(Coordinate annotation listing)

** Start **

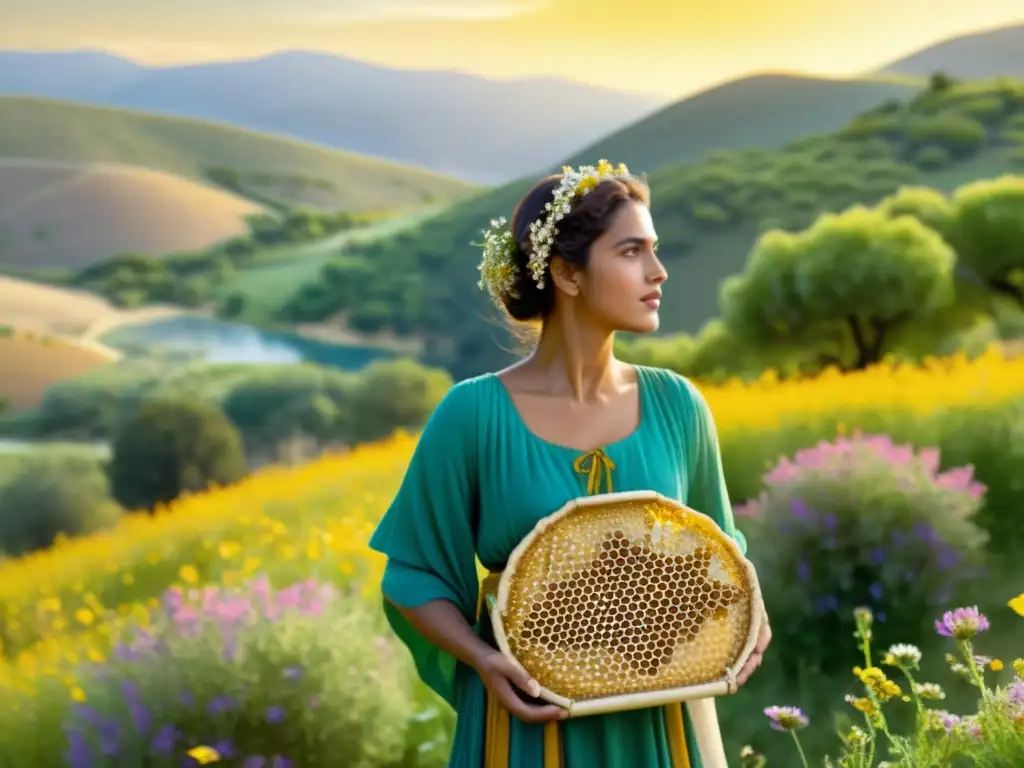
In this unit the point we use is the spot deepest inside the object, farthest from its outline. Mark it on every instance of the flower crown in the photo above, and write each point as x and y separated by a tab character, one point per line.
498	267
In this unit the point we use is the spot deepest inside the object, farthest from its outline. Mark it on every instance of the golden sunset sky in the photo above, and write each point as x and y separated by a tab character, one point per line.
671	47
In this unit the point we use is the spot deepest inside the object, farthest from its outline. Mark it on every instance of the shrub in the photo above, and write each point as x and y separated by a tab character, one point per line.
52	497
171	446
394	394
855	522
992	736
298	674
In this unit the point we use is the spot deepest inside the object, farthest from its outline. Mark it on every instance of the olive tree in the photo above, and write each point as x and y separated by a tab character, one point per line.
987	230
852	276
929	206
174	445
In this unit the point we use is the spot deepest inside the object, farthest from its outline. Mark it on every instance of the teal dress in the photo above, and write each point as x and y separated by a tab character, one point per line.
478	481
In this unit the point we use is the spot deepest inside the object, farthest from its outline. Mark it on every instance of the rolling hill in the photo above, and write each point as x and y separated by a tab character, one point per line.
709	214
981	54
454	123
764	111
49	310
282	168
55	216
33	363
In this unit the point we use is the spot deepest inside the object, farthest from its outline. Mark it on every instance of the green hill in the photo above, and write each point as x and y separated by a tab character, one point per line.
709	214
764	111
259	166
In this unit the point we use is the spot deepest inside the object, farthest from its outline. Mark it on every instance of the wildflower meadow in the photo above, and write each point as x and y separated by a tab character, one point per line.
242	626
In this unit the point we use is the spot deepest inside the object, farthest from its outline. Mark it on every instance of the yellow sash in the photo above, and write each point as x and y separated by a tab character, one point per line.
597	466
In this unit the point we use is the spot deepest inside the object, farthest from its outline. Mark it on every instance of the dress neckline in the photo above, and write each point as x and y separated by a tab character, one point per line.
622	442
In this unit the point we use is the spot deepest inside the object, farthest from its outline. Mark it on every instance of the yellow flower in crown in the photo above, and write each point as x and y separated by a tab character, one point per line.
498	268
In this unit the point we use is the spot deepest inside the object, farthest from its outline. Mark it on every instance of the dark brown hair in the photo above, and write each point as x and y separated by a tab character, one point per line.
590	218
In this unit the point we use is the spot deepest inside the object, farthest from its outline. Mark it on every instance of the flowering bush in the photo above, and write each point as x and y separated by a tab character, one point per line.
991	737
860	521
250	677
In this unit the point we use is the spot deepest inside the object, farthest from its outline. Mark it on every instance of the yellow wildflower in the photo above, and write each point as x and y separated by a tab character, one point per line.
204	755
864	705
876	680
1018	604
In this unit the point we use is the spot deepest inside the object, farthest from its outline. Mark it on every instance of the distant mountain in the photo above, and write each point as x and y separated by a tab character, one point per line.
981	54
461	125
762	111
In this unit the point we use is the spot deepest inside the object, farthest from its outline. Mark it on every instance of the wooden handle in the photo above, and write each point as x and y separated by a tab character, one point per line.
704	721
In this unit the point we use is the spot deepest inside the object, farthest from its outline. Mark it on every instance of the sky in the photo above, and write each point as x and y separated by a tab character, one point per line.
668	47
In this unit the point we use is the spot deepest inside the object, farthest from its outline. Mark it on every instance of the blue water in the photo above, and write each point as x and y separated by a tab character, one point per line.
218	341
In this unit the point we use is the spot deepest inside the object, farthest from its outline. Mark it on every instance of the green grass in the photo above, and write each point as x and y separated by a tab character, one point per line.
77	133
708	213
280	272
763	111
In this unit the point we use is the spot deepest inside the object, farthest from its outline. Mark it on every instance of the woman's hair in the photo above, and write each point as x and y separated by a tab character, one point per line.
589	219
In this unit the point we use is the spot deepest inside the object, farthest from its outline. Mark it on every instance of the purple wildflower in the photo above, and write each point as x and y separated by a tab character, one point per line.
962	624
786	718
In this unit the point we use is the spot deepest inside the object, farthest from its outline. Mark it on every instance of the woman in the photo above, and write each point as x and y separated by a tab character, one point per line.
504	450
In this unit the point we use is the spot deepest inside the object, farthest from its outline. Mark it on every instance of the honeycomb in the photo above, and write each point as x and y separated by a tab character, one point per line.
627	597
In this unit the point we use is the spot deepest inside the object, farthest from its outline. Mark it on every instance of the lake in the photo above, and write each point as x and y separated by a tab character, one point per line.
220	341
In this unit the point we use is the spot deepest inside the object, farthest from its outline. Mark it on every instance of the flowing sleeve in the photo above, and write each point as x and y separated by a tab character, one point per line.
708	491
427	532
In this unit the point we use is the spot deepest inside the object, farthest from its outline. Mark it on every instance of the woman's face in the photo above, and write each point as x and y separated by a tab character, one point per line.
621	288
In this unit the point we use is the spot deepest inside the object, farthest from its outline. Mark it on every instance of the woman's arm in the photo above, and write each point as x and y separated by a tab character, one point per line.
440	623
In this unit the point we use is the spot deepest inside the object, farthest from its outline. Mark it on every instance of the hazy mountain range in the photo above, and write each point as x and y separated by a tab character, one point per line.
478	129
467	126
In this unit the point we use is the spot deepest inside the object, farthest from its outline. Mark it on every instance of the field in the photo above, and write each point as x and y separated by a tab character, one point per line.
268	166
55	216
64	609
279	272
60	311
32	363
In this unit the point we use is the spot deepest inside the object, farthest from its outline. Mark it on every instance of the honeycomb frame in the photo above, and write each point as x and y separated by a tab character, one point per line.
613	568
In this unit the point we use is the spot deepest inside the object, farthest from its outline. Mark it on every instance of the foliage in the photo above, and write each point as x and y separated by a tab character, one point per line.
990	737
394	394
267	402
328	683
860	270
855	522
422	279
53	497
173	446
988	231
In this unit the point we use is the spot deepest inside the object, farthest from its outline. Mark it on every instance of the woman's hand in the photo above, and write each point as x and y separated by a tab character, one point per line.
502	677
764	638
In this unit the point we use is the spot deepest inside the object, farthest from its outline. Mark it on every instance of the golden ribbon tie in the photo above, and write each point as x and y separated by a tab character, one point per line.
595	464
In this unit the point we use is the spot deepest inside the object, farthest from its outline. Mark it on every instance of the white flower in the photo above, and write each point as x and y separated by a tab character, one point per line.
902	654
498	268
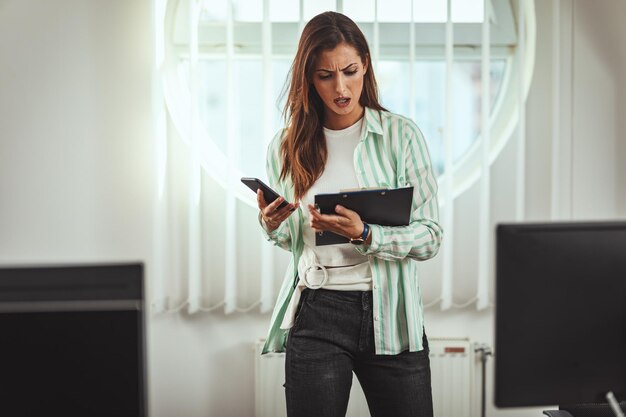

** End **

--- STATED PROBLEM ---
From the listing above, pull out every line that contains the word "mountain" and reproduce each one in full, in its original order.

--- TASK SOLUTION ---
In this unit the point we use is the spot deepest inside the object, farthest from its outline. Mark it on every instance of the distant mountain in the photo above, and write each point as x and y separated by a tab character, one point per line.
In this unit the point we use is the spot deepest inside the object, farthest from its outline. Mark it on every instance of the hazy mountain range in the photo above, and write each point as x and y separated by a tab character, one point per line.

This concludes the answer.